What is asked: Format every line of the items below as a Markdown table with the columns Row and Line. Put a running number in Row and the line's text in Line, and leave out blank lines.

Stored entries:
* start *

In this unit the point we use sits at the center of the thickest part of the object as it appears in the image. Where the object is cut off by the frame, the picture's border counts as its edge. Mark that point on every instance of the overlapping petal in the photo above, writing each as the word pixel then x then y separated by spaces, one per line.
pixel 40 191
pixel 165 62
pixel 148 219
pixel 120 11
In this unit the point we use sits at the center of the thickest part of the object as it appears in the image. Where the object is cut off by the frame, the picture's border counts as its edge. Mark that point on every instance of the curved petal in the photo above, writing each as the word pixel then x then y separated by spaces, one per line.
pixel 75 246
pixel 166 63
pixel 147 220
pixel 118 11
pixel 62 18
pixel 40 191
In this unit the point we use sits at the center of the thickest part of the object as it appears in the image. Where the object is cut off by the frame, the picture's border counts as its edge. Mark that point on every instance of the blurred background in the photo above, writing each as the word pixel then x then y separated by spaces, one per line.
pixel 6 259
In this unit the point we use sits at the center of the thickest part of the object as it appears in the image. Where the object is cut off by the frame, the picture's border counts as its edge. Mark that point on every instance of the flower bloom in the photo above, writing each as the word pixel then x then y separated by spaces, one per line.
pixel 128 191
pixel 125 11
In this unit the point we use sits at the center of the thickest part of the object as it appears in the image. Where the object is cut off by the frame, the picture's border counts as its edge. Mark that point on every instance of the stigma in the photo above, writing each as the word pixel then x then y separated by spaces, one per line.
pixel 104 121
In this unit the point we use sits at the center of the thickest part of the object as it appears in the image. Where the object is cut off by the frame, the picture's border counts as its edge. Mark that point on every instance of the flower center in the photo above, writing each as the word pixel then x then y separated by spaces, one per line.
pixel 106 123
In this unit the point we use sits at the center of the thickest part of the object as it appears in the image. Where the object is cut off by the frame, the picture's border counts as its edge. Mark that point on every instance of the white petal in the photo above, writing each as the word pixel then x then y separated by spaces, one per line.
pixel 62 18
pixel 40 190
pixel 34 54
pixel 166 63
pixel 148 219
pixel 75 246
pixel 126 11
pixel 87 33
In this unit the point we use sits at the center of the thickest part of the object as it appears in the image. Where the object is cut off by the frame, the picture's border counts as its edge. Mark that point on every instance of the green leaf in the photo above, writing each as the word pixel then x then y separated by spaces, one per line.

* end *

Expected answer:
| Row | Line |
|---|---|
| 1 | In this unit the point we use sits at the center of the thickest part of the object as it appears in the image. Where the object is cut off by the frame, the picture's border counts as its edge. Mark that point on every instance of the overlapping petal in the photo above, writing each as the word pixel then x then y separated by spaces, one per line. |
| 2 | pixel 40 191 |
| 3 | pixel 165 62 |
| 4 | pixel 148 219 |
| 5 | pixel 120 11 |
| 6 | In this unit the point we use sits at the center of the thickest part of the object as it appears in the image. Where the object is cut off by the frame, the picture's border counts as its edge. Mark that point on every instance of the curved petal in the photo above, writing each as the word pixel then x then y separated by spaces, one per line. |
| 7 | pixel 75 246 |
| 8 | pixel 166 63 |
| 9 | pixel 147 220 |
| 10 | pixel 118 11 |
| 11 | pixel 62 18 |
| 12 | pixel 40 191 |
| 13 | In this unit the point we use sits at the center of the thickest part of the object as it appears in the image. Where the object is cut off by the frame, the picture's border counts as its edge. Mark that point on every instance of the blurred background in the photo above, writing each as the word pixel then x then y separated by spaces, one per line. |
| 14 | pixel 6 259 |
| 15 | In this unit the point we use sits at the center of the thickest part of the object as it appears in the image. Where the object is cut off by the frame, the picture's border counts as its edge. Mark that point on every instance of the flower bloom in the photo above, writing each as the word pixel then x then y separated by spaces, one per line. |
| 16 | pixel 128 191 |
| 17 | pixel 125 11 |
| 18 | In this unit the point we use sits at the center of the thickest part of the object as it appears in the image. Where the object is cut off by the frame, the picture's border counts as its edge. Mark that point on every instance of the stigma in the photo above, writing each as the word pixel then x then y separated by spaces, one per line. |
| 19 | pixel 104 121 |
| 20 | In this unit the point we use sits at the center of the thickest part of the object as it appears in the image. Where the object is cut off by the frame, the picture's border counts as its edge. Mark that point on every instance of the flower center in the photo above, writing each as the word pixel then x then y separated by spaces, one per line. |
| 21 | pixel 106 123 |
| 22 | In this unit the point we use sits at the center of the thickest part of the object as it appears in the image. Where the object is cut off by the frame, the picture's border counts as its edge. Mark that point on every instance of the white petal in the photo above, writing each as the word pixel then x then y separated by spaces, one per line. |
| 23 | pixel 62 18 |
| 24 | pixel 40 190 |
| 25 | pixel 34 54 |
| 26 | pixel 166 63 |
| 27 | pixel 148 219 |
| 28 | pixel 75 246 |
| 29 | pixel 126 11 |
| 30 | pixel 87 33 |
| 31 | In this unit the point we use sits at the center of the thickest part of the object as it appears in the image. Where the object is cut off by the frame, the picture's border counts as its edge. Mark that point on every instance of the green leaf in the photo above, writing each as the word pixel then x then y separated by spaces, one per line. |